---------- ENTRIES

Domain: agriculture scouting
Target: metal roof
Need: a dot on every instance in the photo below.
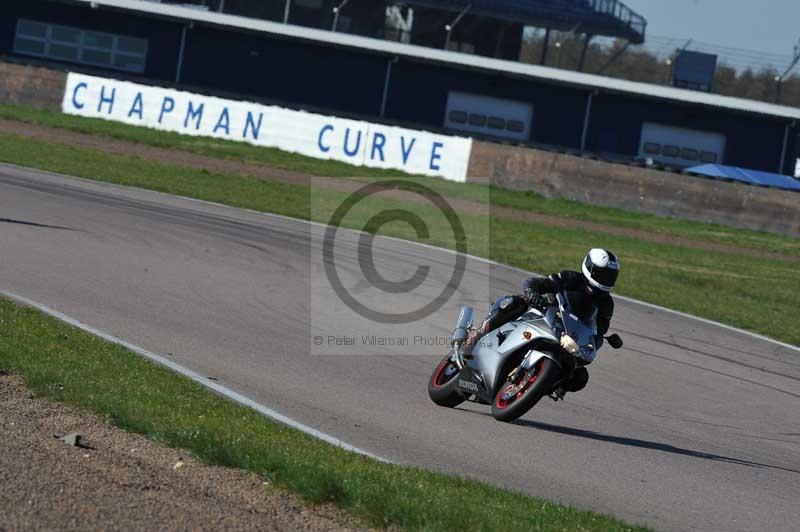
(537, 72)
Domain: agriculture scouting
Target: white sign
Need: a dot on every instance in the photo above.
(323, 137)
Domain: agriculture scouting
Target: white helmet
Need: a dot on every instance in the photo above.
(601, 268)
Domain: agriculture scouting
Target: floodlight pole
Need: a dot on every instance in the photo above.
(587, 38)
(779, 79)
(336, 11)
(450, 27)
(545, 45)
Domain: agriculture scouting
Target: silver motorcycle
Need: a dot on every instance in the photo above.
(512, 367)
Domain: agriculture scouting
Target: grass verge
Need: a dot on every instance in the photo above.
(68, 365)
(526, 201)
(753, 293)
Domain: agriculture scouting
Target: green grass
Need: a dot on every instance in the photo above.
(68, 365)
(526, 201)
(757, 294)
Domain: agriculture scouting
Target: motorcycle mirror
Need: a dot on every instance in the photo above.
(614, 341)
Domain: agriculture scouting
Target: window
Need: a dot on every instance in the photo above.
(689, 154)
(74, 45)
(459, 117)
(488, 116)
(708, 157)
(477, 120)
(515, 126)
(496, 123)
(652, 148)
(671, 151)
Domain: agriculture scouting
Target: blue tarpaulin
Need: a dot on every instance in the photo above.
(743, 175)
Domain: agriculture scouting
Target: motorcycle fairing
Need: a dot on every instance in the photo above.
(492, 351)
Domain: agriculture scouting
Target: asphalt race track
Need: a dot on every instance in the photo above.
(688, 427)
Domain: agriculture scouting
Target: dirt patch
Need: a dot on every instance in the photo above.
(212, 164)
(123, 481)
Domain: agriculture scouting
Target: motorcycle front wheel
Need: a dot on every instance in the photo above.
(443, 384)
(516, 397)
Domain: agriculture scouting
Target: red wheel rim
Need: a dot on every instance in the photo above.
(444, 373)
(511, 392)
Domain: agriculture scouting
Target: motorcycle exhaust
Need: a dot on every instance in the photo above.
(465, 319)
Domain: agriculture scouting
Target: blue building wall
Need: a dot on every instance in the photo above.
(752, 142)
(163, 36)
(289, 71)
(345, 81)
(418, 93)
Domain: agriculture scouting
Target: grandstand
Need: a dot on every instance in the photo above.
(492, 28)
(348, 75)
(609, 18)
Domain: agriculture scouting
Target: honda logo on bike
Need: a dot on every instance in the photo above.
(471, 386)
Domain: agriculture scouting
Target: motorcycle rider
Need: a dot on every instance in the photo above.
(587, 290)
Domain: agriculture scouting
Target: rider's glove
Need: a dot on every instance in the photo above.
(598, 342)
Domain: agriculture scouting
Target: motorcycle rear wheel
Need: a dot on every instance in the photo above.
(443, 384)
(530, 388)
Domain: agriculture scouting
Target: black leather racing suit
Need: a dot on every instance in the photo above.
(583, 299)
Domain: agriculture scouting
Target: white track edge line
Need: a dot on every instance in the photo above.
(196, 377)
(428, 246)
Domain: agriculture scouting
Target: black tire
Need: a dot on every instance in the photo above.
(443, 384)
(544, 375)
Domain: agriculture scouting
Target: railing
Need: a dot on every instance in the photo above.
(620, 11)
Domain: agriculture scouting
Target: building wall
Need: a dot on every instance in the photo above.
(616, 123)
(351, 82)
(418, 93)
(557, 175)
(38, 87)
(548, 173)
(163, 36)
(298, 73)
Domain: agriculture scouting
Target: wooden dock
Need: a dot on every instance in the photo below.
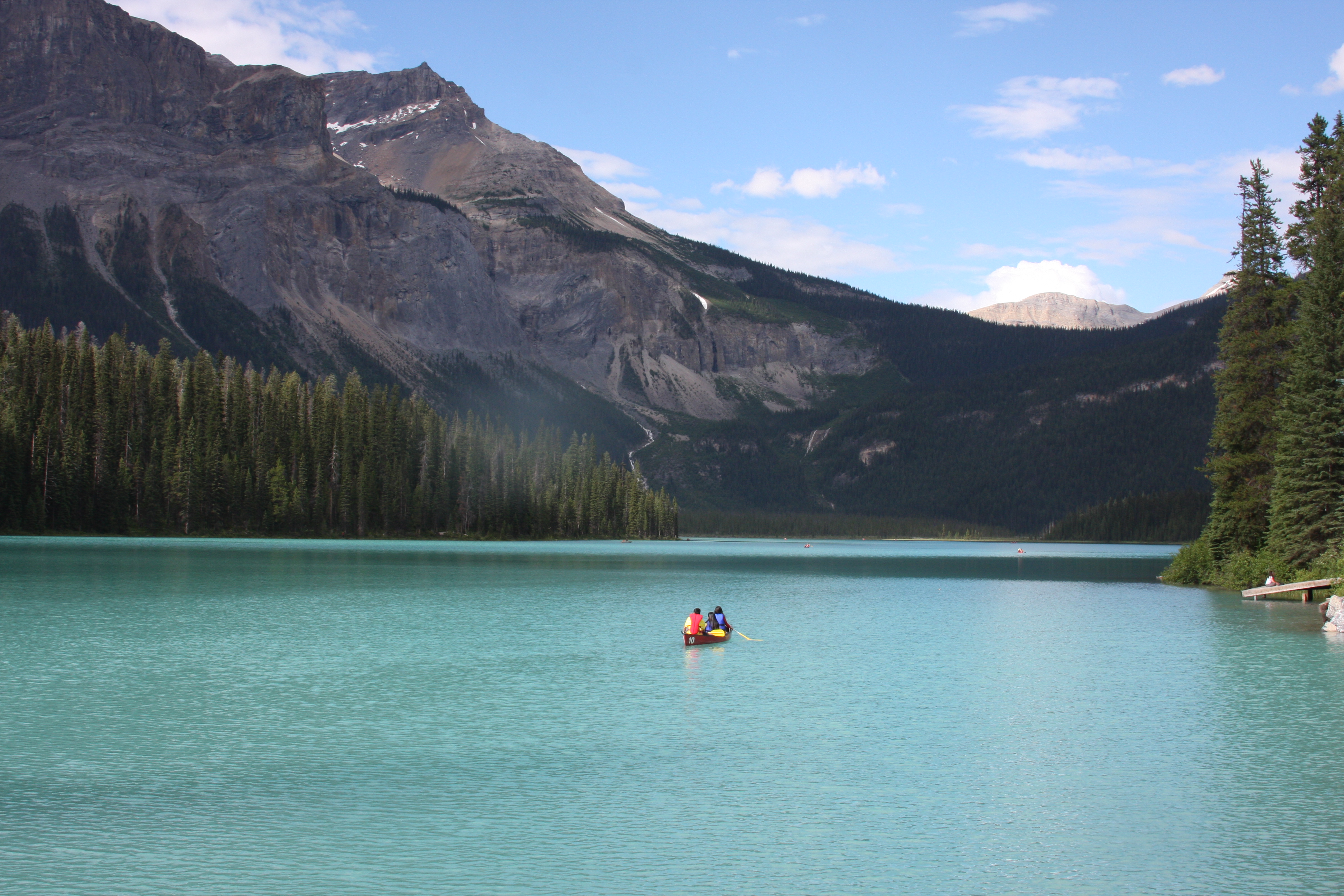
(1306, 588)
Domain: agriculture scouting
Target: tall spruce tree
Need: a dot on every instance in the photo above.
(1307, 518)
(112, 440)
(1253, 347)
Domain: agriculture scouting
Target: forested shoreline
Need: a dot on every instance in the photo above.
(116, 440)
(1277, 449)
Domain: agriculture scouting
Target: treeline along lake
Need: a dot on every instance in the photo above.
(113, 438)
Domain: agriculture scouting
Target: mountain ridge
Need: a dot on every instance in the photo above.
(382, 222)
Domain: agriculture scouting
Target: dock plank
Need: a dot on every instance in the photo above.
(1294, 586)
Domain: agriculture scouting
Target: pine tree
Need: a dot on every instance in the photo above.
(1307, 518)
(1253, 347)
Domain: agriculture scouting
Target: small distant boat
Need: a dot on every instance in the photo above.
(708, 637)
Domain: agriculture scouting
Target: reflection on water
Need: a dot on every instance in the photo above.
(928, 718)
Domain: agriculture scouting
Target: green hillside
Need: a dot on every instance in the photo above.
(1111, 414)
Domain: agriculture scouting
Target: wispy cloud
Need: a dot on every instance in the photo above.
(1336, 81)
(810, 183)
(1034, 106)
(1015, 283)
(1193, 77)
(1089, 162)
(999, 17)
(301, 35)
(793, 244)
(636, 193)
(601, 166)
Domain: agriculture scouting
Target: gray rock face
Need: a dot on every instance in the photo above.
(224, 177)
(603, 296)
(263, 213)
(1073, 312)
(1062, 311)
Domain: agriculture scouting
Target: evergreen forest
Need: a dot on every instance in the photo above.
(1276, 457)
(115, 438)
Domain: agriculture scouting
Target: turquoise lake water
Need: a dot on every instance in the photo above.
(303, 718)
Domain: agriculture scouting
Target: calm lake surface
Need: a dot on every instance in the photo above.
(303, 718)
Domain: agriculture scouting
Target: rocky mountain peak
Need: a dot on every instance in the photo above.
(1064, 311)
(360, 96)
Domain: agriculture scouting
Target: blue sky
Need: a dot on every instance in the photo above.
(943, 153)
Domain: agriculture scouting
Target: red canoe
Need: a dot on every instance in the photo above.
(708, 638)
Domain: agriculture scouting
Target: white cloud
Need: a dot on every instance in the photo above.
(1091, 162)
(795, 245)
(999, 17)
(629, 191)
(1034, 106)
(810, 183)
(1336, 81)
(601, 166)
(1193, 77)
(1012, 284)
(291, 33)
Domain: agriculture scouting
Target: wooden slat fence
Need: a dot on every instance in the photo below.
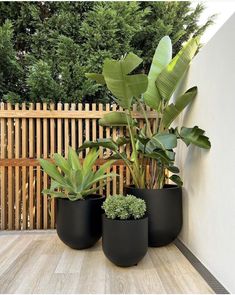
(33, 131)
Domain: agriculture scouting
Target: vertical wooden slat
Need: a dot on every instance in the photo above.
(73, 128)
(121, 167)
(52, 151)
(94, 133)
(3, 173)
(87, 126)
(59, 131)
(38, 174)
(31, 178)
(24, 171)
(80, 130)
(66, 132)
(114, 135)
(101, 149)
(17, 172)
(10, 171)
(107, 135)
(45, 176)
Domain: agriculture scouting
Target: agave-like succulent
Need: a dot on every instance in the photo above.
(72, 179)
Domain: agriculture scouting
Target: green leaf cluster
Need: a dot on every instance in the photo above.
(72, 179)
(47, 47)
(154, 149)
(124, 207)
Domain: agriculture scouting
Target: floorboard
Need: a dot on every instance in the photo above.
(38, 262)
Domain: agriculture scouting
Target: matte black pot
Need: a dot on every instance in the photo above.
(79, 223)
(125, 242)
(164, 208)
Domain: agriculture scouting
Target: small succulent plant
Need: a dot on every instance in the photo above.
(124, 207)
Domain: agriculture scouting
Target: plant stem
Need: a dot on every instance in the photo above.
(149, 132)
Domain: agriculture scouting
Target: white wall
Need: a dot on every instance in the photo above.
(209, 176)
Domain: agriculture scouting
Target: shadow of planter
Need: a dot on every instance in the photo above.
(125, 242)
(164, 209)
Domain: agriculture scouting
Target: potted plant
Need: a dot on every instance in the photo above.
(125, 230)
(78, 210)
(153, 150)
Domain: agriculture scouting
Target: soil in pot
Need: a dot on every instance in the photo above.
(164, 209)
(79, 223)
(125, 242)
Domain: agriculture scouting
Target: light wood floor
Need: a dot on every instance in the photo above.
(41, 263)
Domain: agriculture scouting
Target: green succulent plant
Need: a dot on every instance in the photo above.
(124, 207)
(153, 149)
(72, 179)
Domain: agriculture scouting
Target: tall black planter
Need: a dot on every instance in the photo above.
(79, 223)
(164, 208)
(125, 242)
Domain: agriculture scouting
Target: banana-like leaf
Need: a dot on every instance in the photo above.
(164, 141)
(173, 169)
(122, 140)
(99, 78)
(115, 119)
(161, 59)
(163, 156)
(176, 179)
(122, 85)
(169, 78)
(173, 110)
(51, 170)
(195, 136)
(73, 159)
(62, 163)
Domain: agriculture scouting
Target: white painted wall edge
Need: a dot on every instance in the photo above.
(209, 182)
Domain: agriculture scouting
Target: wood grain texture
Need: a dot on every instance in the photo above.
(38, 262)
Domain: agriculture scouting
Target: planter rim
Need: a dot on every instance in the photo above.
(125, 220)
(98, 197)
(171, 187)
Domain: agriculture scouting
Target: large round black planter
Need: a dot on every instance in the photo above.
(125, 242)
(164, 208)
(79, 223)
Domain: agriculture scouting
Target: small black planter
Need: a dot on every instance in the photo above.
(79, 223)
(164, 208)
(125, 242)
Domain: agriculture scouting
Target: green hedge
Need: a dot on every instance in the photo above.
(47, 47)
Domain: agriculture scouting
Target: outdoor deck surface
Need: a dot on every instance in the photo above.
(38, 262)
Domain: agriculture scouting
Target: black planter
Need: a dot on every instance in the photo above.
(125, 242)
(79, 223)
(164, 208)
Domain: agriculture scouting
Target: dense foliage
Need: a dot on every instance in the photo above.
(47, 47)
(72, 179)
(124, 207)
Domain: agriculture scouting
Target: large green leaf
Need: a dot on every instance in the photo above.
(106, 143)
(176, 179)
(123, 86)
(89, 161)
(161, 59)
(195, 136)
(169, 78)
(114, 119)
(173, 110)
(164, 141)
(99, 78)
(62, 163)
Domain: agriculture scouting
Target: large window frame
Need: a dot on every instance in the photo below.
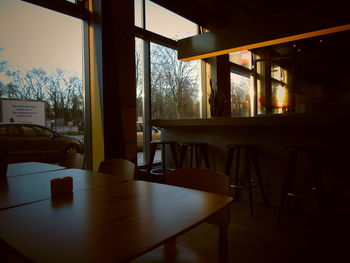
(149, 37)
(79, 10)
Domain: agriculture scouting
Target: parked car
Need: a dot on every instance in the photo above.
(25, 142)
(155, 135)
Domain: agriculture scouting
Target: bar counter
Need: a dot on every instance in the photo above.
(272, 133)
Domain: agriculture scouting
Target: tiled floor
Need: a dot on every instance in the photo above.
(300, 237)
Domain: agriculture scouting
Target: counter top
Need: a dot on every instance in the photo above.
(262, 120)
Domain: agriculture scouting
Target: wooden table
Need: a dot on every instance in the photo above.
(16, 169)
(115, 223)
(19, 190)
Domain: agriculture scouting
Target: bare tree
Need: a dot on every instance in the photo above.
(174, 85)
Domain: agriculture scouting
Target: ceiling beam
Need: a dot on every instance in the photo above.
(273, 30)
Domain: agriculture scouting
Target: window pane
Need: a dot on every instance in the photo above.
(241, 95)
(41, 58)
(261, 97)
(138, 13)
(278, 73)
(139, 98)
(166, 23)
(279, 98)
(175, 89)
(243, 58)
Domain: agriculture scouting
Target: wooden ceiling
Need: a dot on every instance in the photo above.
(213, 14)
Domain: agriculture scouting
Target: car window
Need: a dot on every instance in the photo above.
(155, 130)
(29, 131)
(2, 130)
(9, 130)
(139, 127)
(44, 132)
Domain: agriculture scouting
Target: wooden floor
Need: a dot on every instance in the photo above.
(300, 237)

--------------------

• WHAT IS REQUIRED:
From the records, select every line that contains the string "ceiling".

• FULL OUTPUT:
Target: ceiling beam
Target: wooden ceiling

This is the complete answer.